▶ **Written request a**
Please rewrite the part of the records that opens with the line containing "Mark the chain" and closes with the line containing "point(474, 348)", with "drill" replaced by "exercise" and everything else unchanged. Return only those lines.

Start of Extracted text

Credit reports

Shopping around for credit or switching power companies often? Your credit score may suffer.

Man looking at credit score

Shopping around for credit or switching power companies often? Your credit score may suffer.

Consumer member Rose Martin* didn’t know online lender Harmoney had run a credit check on her. Rose only found out when she re-fixed her mortgage and it showed up on her credit file. Six months later, she’s still fighting to get it removed in case it affects her future chances of getting a loan.

Every time a company runs a credit check it goes on a file held about you by credit-reporting agencies such as Centrix, Equifax (formerly Veda) and Illion (formerly Dun & Bradstreet).

These agencies collect and hold personal information on you for up to 5 years. Banks, lenders, utility providers, insurers, landlords and employers can pay to access this information to see if you’re a credit risk – and whether they want to do business with you.

Multiple checks

Maintaining a sparkling credit score isn’t just a matter of keeping your financial slate clean. The more credit checks you have, the more likely companies are to turn you away. Multiple credit checks in a short period are seen as a sign of “credit distress” – in other words, you’re having trouble paying your bills.

But the problem is these checks can go on your file even when you’re just inquiring about a product.

After filling in a form on Harmoney’s website thinking she would get information on the company’s rates, Rose ended up with a credit check on her file. Harmoney’s terms and conditions (on a separate webpage) disclose it runs credit checks but Rose hadn’t seen them and didn’t realise this was required.

Even changing phone or power companies regularly can negatively affect your credit file. That’s a concern considering there were 440,000 switches by electricity customers last year. Every time you swap providers, the new company is likely to run a credit check and this is recorded on your file.

One Consumer member had two credit checks less than a month apart on his file. He first signed with one internet provider that didn’t inform him it couldn’t supply his fibre-connected new home. The next company also ran a credit check.

Equifax and Illion say that multiple checks over a year or two lower your credit score, though Centrix says these have no impact.

Changes needed

Credit reporting is controlled by a code overseen by the Privacy Commissioner. We asked the commissioner’s office if it would look at ways to protect people’s credit scores from being affected if they regularly switch utility providers. Assistant privacy commissioner Blair Stewart says he’ll investigate the issue.

End of Extracted text
Start of Records provided

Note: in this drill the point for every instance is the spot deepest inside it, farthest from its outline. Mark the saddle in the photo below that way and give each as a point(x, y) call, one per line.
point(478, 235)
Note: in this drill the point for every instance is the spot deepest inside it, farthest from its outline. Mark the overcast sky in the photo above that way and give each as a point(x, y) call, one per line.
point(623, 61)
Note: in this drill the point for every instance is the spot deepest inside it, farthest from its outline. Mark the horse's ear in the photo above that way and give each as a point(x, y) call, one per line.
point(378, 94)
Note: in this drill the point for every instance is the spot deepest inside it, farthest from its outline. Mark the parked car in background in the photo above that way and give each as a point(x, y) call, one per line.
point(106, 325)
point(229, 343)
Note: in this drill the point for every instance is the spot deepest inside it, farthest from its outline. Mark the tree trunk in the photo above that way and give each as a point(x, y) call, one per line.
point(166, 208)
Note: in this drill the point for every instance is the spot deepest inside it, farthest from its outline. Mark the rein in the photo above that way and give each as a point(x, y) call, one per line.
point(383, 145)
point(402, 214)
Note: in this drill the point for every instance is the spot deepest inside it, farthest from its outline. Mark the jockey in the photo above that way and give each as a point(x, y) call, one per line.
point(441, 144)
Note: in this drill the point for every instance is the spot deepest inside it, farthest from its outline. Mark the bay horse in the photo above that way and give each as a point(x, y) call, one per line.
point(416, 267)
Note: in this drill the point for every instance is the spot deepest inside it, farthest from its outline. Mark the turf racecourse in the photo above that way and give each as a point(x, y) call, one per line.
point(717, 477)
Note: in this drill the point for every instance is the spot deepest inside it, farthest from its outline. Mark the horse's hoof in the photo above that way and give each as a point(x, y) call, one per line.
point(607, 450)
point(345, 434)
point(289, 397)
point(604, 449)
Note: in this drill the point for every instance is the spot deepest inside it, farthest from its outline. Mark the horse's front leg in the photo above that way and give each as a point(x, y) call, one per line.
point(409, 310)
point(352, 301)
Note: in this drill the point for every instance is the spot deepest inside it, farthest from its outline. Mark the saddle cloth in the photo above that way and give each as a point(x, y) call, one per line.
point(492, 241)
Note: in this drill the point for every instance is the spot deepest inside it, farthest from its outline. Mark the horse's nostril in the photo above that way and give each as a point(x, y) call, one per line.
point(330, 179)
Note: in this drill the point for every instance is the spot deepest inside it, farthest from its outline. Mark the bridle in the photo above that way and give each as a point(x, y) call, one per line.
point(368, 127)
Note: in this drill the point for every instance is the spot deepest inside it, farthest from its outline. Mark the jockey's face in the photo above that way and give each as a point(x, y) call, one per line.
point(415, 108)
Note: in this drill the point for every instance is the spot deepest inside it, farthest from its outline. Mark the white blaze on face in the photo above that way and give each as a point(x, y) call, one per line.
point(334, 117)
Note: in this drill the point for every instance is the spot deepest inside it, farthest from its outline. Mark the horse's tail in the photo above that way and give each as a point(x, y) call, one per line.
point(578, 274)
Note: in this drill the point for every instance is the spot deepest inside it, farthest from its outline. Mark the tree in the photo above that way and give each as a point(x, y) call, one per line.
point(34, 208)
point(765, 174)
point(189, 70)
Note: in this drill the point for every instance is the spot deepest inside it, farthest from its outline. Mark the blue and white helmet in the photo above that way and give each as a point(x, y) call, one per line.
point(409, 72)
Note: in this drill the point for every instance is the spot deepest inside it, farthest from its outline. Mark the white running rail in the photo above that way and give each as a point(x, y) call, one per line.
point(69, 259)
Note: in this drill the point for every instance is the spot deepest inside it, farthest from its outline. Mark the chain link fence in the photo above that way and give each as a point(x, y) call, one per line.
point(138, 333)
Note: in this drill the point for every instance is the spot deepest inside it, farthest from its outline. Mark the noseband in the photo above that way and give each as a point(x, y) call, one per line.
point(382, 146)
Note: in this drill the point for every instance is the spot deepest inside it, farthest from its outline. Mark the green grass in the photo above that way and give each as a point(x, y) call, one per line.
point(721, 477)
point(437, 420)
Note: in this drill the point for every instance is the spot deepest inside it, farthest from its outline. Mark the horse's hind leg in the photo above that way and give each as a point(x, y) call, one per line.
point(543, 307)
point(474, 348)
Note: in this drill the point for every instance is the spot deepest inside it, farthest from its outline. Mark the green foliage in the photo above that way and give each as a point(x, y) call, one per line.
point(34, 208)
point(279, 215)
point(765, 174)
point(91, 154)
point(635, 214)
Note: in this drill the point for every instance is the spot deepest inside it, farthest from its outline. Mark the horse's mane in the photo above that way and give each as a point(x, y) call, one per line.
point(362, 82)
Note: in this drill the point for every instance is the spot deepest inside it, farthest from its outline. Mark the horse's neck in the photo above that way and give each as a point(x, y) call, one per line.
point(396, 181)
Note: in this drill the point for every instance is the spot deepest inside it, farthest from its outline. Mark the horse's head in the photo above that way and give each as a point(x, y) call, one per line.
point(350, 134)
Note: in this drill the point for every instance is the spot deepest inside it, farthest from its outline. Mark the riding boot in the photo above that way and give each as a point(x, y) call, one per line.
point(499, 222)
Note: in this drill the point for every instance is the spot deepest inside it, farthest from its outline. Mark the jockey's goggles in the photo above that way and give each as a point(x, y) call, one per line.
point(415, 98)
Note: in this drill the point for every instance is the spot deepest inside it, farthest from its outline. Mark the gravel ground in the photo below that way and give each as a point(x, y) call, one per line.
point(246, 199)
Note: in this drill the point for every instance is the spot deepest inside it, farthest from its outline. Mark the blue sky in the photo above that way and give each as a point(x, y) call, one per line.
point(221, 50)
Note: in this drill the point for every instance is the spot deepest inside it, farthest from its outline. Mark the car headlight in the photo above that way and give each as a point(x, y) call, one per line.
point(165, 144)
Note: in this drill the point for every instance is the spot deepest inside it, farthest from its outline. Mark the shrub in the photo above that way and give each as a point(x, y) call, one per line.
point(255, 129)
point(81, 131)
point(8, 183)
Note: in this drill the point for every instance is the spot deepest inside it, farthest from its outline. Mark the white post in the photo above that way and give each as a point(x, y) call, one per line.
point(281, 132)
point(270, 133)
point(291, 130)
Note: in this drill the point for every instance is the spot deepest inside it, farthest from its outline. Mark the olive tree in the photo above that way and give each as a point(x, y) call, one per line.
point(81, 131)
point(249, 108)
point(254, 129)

End of Records provided

▶ **Written request b**
Copy word for word the part of the credit reports article that opens with the words "Even changing phone" and closes with "have no impact.".

▶ **Written response a**
Note: in this exercise the point for every instance is the spot deepest inside it, farthest from its outline. Mark the chain link fence in the photo above that way and give each as a point(x, y) call, one per line.
point(138, 333)
Note: in this exercise the point for every instance is the spot deepest inside it, farthest from its outline. Mark the noseband in the photo above that way and give each as a point(x, y) call, one per line.
point(382, 146)
Note: in this exercise the point for every instance is the spot deepest inside it, farthest from its outline. Mark the green grass in the photo above that way and give each as a point(x, y) call, one per line.
point(721, 477)
point(437, 420)
Note: in this exercise the point for every instance is the spot deepest inside it, farthest from its outline. Mark the horse's hind leg in the photo above that way and give each as a point(x, y) call, one per line.
point(543, 307)
point(474, 348)

▶ **Written response b**
Even changing phone or power companies regularly can negatively affect your credit file. That’s a concern considering there were 440,000 switches by electricity customers last year. Every time you swap providers, the new company is likely to run a credit check and this is recorded on your file.

One Consumer member had two credit checks less than a month apart on his file. He first signed with one internet provider that didn’t inform him it couldn’t supply his fibre-connected new home. The next company also ran a credit check.

Equifax and Illion say that multiple checks over a year or two lower your credit score, though Centrix says these have no impact.